WHAT IS BEING ASKED » Word for word, restate every line of the material.
§ §
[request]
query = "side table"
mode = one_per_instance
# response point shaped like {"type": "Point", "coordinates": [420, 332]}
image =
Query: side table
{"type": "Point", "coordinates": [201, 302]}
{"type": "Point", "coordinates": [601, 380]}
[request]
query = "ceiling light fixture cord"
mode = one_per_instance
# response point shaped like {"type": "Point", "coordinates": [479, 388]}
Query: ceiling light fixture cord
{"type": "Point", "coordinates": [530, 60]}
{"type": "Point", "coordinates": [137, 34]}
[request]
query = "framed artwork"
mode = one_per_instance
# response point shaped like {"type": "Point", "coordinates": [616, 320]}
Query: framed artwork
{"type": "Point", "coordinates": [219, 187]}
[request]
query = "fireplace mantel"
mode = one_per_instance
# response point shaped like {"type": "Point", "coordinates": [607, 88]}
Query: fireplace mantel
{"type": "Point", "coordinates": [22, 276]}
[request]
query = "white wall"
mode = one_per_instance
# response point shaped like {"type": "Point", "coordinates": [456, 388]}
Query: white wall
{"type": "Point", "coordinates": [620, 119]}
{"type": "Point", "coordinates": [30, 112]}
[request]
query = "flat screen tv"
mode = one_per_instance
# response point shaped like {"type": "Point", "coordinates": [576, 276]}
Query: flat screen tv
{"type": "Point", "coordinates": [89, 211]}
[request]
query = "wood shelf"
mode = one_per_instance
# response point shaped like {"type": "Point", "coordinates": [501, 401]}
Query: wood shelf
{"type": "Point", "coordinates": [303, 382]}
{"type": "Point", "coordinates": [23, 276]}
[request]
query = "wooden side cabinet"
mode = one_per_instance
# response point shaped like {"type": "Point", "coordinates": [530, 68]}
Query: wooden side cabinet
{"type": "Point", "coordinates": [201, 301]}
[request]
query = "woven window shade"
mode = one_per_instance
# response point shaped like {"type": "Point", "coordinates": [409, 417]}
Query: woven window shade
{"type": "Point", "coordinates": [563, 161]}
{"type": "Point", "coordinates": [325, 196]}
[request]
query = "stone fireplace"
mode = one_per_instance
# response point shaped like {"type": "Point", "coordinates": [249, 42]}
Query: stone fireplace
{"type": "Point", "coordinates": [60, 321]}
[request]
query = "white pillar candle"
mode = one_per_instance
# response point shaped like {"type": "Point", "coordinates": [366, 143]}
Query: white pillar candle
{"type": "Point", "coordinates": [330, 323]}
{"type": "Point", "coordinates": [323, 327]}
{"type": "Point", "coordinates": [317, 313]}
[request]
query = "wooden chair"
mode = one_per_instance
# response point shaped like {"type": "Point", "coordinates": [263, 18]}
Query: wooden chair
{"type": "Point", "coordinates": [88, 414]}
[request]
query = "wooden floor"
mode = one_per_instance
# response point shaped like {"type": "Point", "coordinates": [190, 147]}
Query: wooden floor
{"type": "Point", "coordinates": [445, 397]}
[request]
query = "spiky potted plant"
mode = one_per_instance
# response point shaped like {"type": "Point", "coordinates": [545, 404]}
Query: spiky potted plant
§ §
WORKED SOLUTION »
[request]
query = "side table"
mode = one_per_instance
# response point shaped like {"type": "Point", "coordinates": [420, 332]}
image =
Query: side table
{"type": "Point", "coordinates": [201, 302]}
{"type": "Point", "coordinates": [601, 380]}
[request]
query = "ceiling light fixture cord"
mode = one_per_instance
# response point shaped like {"type": "Point", "coordinates": [479, 388]}
Query: ceiling light fixture cord
{"type": "Point", "coordinates": [530, 60]}
{"type": "Point", "coordinates": [137, 34]}
[request]
query = "framed artwork"
mode = one_per_instance
# response point shaped like {"type": "Point", "coordinates": [616, 320]}
Query: framed artwork
{"type": "Point", "coordinates": [219, 187]}
[request]
query = "fireplace mantel"
mode = one_per_instance
# response point shaped like {"type": "Point", "coordinates": [607, 88]}
Query: fireplace mantel
{"type": "Point", "coordinates": [22, 276]}
[request]
query = "white wall"
mode = one_per_instance
# response point shaped like {"type": "Point", "coordinates": [456, 388]}
Query: white wall
{"type": "Point", "coordinates": [620, 119]}
{"type": "Point", "coordinates": [30, 112]}
[request]
query = "flat screen tv"
mode = one_per_instance
# response point shaped like {"type": "Point", "coordinates": [576, 276]}
Query: flat screen tv
{"type": "Point", "coordinates": [89, 211]}
[request]
query = "wood shelf"
mode = one_per_instance
# response point shaped like {"type": "Point", "coordinates": [501, 401]}
Query: wood shelf
{"type": "Point", "coordinates": [303, 382]}
{"type": "Point", "coordinates": [23, 276]}
[request]
query = "wooden side cabinet"
mode = one_per_instance
# response point shaped like {"type": "Point", "coordinates": [530, 68]}
Query: wooden side cabinet
{"type": "Point", "coordinates": [201, 301]}
[request]
query = "woven window shade"
mode = one_per_instance
# response point shaped like {"type": "Point", "coordinates": [409, 417]}
Query: woven window shade
{"type": "Point", "coordinates": [563, 161]}
{"type": "Point", "coordinates": [325, 196]}
[request]
query = "stone fireplace"
mode = one_per_instance
# response point shaped like {"type": "Point", "coordinates": [249, 42]}
Query: stone fireplace
{"type": "Point", "coordinates": [60, 321]}
[request]
query = "white pillar candle"
mode = one_per_instance
# response point shaped like {"type": "Point", "coordinates": [366, 143]}
Query: white pillar candle
{"type": "Point", "coordinates": [330, 323]}
{"type": "Point", "coordinates": [323, 327]}
{"type": "Point", "coordinates": [317, 313]}
[request]
query = "wooden chair"
mode = one_per_instance
# response point shaped like {"type": "Point", "coordinates": [263, 18]}
Query: wooden chair
{"type": "Point", "coordinates": [88, 414]}
[request]
query = "wooden floor"
mode = one_per_instance
# response point shaped like {"type": "Point", "coordinates": [190, 147]}
Query: wooden floor
{"type": "Point", "coordinates": [445, 397]}
[request]
query = "spiky potted plant"
mode = one_per_instance
# response point shaped like {"type": "Point", "coordinates": [545, 404]}
Query: spiky potted plant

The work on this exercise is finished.